§ GIVEN TASK
Reproduce the records below exactly as they appear.

··········

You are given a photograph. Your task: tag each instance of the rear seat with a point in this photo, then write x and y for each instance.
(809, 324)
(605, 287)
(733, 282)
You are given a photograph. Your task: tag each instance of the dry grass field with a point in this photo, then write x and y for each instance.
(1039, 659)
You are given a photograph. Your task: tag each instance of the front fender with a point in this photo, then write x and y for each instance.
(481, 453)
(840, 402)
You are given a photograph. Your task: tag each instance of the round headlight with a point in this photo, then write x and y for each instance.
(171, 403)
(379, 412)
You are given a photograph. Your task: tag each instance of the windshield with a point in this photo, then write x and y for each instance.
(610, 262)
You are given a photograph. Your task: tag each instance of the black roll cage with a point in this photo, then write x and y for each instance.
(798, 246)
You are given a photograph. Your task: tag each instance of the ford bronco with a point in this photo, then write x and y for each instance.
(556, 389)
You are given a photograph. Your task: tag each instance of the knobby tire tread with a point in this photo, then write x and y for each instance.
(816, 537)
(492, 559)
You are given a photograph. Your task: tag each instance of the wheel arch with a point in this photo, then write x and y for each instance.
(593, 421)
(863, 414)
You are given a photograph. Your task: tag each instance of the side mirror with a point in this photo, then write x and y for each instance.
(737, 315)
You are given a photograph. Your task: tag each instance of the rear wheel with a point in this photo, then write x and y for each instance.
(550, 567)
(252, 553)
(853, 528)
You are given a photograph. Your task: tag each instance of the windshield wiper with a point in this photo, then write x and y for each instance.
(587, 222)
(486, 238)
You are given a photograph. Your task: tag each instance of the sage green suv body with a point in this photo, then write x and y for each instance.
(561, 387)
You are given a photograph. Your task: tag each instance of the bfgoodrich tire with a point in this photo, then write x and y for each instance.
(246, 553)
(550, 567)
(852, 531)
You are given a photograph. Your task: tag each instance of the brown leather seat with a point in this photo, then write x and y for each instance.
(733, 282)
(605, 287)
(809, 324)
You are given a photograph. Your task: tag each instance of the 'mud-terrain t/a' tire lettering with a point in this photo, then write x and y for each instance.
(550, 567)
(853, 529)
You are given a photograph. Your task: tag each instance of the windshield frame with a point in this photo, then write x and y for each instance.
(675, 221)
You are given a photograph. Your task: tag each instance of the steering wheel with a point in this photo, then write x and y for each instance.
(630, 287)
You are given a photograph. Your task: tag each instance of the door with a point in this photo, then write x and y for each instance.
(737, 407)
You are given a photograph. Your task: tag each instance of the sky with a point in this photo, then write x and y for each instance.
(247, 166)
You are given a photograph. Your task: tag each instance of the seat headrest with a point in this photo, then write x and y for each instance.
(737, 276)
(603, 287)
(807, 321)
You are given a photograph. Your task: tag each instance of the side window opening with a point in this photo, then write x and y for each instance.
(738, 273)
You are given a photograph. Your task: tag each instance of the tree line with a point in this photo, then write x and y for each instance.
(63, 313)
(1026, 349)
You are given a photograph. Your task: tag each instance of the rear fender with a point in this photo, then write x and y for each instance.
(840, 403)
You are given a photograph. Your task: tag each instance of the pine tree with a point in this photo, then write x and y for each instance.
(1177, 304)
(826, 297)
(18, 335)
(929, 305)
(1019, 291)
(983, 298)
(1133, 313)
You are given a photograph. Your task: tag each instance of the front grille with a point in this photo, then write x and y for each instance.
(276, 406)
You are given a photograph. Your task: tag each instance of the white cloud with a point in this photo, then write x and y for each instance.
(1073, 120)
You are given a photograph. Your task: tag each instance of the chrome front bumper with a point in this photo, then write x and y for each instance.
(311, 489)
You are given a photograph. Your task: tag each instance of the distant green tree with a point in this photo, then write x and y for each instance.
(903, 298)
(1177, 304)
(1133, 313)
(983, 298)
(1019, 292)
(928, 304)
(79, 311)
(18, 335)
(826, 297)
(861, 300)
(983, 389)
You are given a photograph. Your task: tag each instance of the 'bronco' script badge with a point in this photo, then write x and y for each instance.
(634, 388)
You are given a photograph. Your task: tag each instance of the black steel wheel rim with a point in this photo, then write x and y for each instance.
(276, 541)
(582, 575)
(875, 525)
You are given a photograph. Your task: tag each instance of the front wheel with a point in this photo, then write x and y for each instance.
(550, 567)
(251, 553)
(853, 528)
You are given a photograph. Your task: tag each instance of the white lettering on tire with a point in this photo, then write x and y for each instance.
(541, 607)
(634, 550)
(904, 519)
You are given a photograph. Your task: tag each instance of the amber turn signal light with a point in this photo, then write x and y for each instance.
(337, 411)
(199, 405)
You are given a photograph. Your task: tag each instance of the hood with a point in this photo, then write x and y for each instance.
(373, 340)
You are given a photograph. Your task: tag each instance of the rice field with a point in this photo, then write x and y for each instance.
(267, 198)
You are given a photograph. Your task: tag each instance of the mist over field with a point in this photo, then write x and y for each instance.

··········

§ TASK OUTPUT
You are given a photograph. Your task: tag each instance of the rear seat with a point in this photo, then write x and y for each instance.
(809, 324)
(605, 287)
(733, 282)
You are given a photograph. Your task: tag each instance of the dry grass field with a point in this photo, then write x and y for each instance.
(1039, 659)
You are given a photograph. Your task: tag each instance of the front fender with a point in this photo, then write x and y for each instance.
(481, 453)
(840, 402)
You are given a photograph. Your task: tag each instance of the round headlight with a point in this photo, then write x and y for each instance.
(171, 403)
(379, 412)
You are given a photograph. Your task: tag each instance of the windshield with a point in this photo, then write x and y for each instance.
(610, 262)
You are given a photograph. Your task: tag each instance of the black roll cage with a point in this photo, then write x and y for each instance.
(798, 246)
You are given a photograph. Your task: tag each instance of the ford bronco with a point in this photo, then write x and y for each instance.
(556, 389)
You are given a photograph. Your task: tag each instance of the knobby tire tread with a point in this photo, then write x and y for each instance.
(816, 537)
(492, 559)
You are given a photograph. Your task: tag each instance of the wheel arch with a point in this photo, then write x and y for each instance.
(593, 421)
(863, 414)
You are given a photograph. Your task: tag each instance of the side mirror with a point in this photo, then write x and y for each instance.
(737, 315)
You are given a photograph. Your task: tag each instance of the rear wheel with a point in this photo, then write x and y for each instance.
(550, 567)
(252, 553)
(853, 528)
You are given a photograph. Your task: tag each instance of the windshield wiper with a point in this photo, then write x and y for each instance.
(587, 222)
(486, 238)
You are given a photograph. Your task: tag each instance of the sage green suv body with a point in this photo, then write x and y for each instance.
(561, 387)
You are given a photograph. Your task: tag each instance of the bfgoodrich tire with a point in this photo, then write x and y for each instance.
(246, 553)
(550, 567)
(852, 531)
You are given a photograph. Your task: tag each instance of the brown leather seat with a point in this photo, then write x and y for each instance.
(733, 282)
(605, 287)
(809, 324)
You are given a photograph. Your task: tag each instance of the 'mud-terrain t/a' tire lettering with a point in this photo, then write x and y for each instance.
(550, 567)
(853, 529)
You are given a photograph. Your task: tag each instance of the windshield frame with a point in this photo, then write x and y for each instance.
(675, 221)
You are given a photograph. Your task: tag each instance of the steering wheel with a point in this photo, then write x and y for each instance.
(630, 287)
You are given a photograph. Your task: tag each instance of the door with a point in this photo, then write x and y for each instance.
(737, 407)
You are given a photograph. Your task: tag each instance of the sky with a point in this photo, then write x and y for each instance.
(247, 166)
You are given a photograph. Your task: tag each instance of the seat headrest with a point in this photo, then write x and y for each instance.
(737, 276)
(603, 287)
(807, 321)
You are given a photograph. Your task: tag each instance of the side window opening with a point in this photo, then write x and y for each instance.
(738, 273)
You are given a photograph. Your task: tag each instance of the tree line with a point in this photo, then write x and y for each instance.
(63, 313)
(1026, 349)
You are given a photograph. Your task: tag each instance of the rear fender with a point in this photo, then write x and y for each instance.
(840, 403)
You are given a photograph. Your task: tag each instance of the pine tree with a point in this photo, then write x and y for each instance.
(1177, 304)
(826, 297)
(18, 335)
(929, 305)
(1019, 291)
(983, 298)
(1133, 313)
You are given a photograph. Your task: tag each instance of the front grille with a point in this photo, then write x and y for each instance.
(276, 406)
You are given a photograph. Your task: tag each instance of the white cloud with a point in this photo, then write x and y for each instance.
(1073, 120)
You are given a photograph. Your task: tag each instance of the chrome front bumper with a point in this photo, then write x and y for each instance.
(311, 489)
You are given a photograph. Your task: tag each instance of the distant green tree with a point in this photo, then write x and y for each instance.
(903, 298)
(1177, 304)
(1133, 313)
(983, 298)
(1019, 292)
(928, 304)
(79, 311)
(18, 335)
(826, 297)
(861, 300)
(983, 389)
You are given a photograph. Your task: tag each instance of the 'bronco' script badge with a point in this photo, then write x and y for each instance.
(634, 388)
You are given a photograph. Your task: tag each instance of the black steel wheel rim with a point in this photo, then write x and y for each instance.
(276, 541)
(582, 575)
(875, 525)
You are given a photograph. Your task: tag each instance of the front wheel with a point in this photo, then write x and y for each instance.
(550, 567)
(251, 553)
(853, 528)
You are given a photograph. Your task: tag each instance of the white lettering on tire with a point in this photo, then write x and y for each instance.
(541, 607)
(634, 550)
(904, 519)
You are given a photograph. Your task: tag each instance of the amber turn signal light with a point in this photo, then write x and y for each instance.
(337, 411)
(199, 405)
You are given a photograph. Your task: tag each instance of the hood with a point in this photo, then write x and y for each instance.
(373, 340)
You are given a photograph. Your task: tag each instance of the rice field with a point in this photo, then write x and y for each instance.
(267, 198)
You are given a photograph. Your task: tag each instance of the mist over field with a point in this photo, then write x and y for each instance.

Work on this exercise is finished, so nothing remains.